This repository hosts an end-to-end MLOps solution designed for efficient model retraining, real-time metric notifications, and effortless deployment of ML models to serverless Amazon Sagemaker endpoints. Additionally, it includes a web application for visualizing model training metrics and conducting model inference.
This project focuses on a subset of the larger Machine Learning Operations (MLOps) Pipeline, streamlining the model training and deployment process. It aims to enhance model quality, accelerate development, identify model and dataset drift, ensure governance, and continuously monitor ML models.
- Model Retraining: Push based/Automatic retraining of ML models with latest training dataset.
- Real-time Metrics: Notifications via email for latest staged trained model's metric.
- Sagemaker Deployment: Seamless deployment of models to serverless Sagemaker endpoints.
- Model Visualization: Web-based interface for visualizing historical model training metrics.
- Model Inference: Conducting model predictions through an intuitive web application.
Compared to a production MLOps pipeline, this project implements stages like Model Training, Deployment, Serving, and Monitoring on AWS. It leverages a custom script to train an Image Classification model for waste segregation.
The model classifies images as Organic or Recyclable, aiding organizations handling waste segregation. It speeds up manual sorting processes, reducing errors and optimizing workforce utilization.
Primarily for ML Engineers and Data Scientists, reducing model deployment and retraining time, allowing teams to focus on enhancing datasets and experimenting with ML techniques. A future scope includes deploying the frontend for public use.
- Deployment Downtime: Achieving zero downtime when updating models on SageMaker endpoints.
- Model Inference Time: Ensuring low latency (maximum 400 microseconds for a 5MB model).
- Monitoring and Maintenance: Storing model metrics in DynamoDB for analysis and decision-making.
- Scalability: Using serverless components to handle potential load surges without performance issues.
- Compute: AWS Lambda for serverless tasks, EC2 for hosting the frontend.
- Storage: Amazon S3 for model artifacts, training datasets, model-metric json files, and user-uploaded images.
- Database: DynamoDB for storing model metrics and job statuses.
- Networking: API Gateway for Lambda function communication, EventBridge for triggering actions based on job statuses.
- Notification: AWS SNS for email notifications on model training and deployment.
The project is hosted on AWS, leveraging various managed services for scalability, security, and cost-effectiveness. It utilizes a combination of serverless compute (FaaS) and infrastructure (IaaS) to optimize costs and flexibility.
The architecture diagram illustrates the communication between frontend, Lambda functions, S3, DynamoDB, and SageMaker. Data storage, Lambda executions, API Gateway, and EventBridge facilitate the project's functionalities.
The system ensures encryption at rest using SSE-S3 and KMS for S3 and DynamoDB, respectively. In-transit data is encrypted using SSL/TLS for fuliling API requests, and also security is maintained using HTTPS, IAM-roles and policies, and CloudWatch for monitoring.
In crafting this MLOps pipeline, several AWS services were considered for various tasks. The final choices were made based on several factors, including scalability, cost-effectiveness, ease of integration, and the specific needs of the project.

> **RAW DATA**
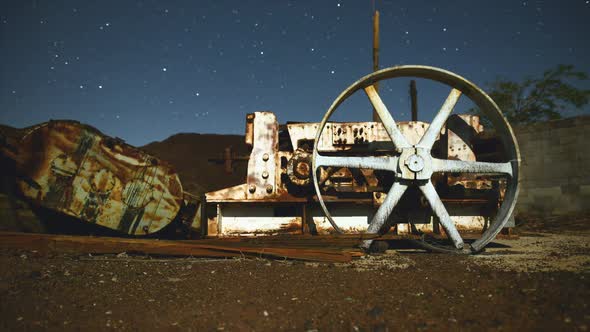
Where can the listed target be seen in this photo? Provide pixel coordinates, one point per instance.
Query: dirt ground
(540, 281)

> **PROBLEM**
Rewrite the part of the MLOps project description that opens with "Compared to a" and closes with "models on SageMaker endpoints.", changing "waste segregation" to "waste sorting". The listing is unrelated to the MLOps project description.

> **EXERCISE OUTPUT**
Compared to a production MLOps pipeline, this project implements stages like Model Training, Deployment, Serving, and Monitoring on AWS. It leverages a custom script to train an Image Classification model for waste sorting.
The model classifies images as Organic or Recyclable, aiding organizations handling waste sorting. It speeds up manual sorting processes, reducing errors and optimizing workforce utilization.
Primarily for ML Engineers and Data Scientists, reducing model deployment and retraining time, allowing teams to focus on enhancing datasets and experimenting with ML techniques. A future scope includes deploying the frontend for public use.
- Deployment Downtime: Achieving zero downtime when updating models on SageMaker endpoints.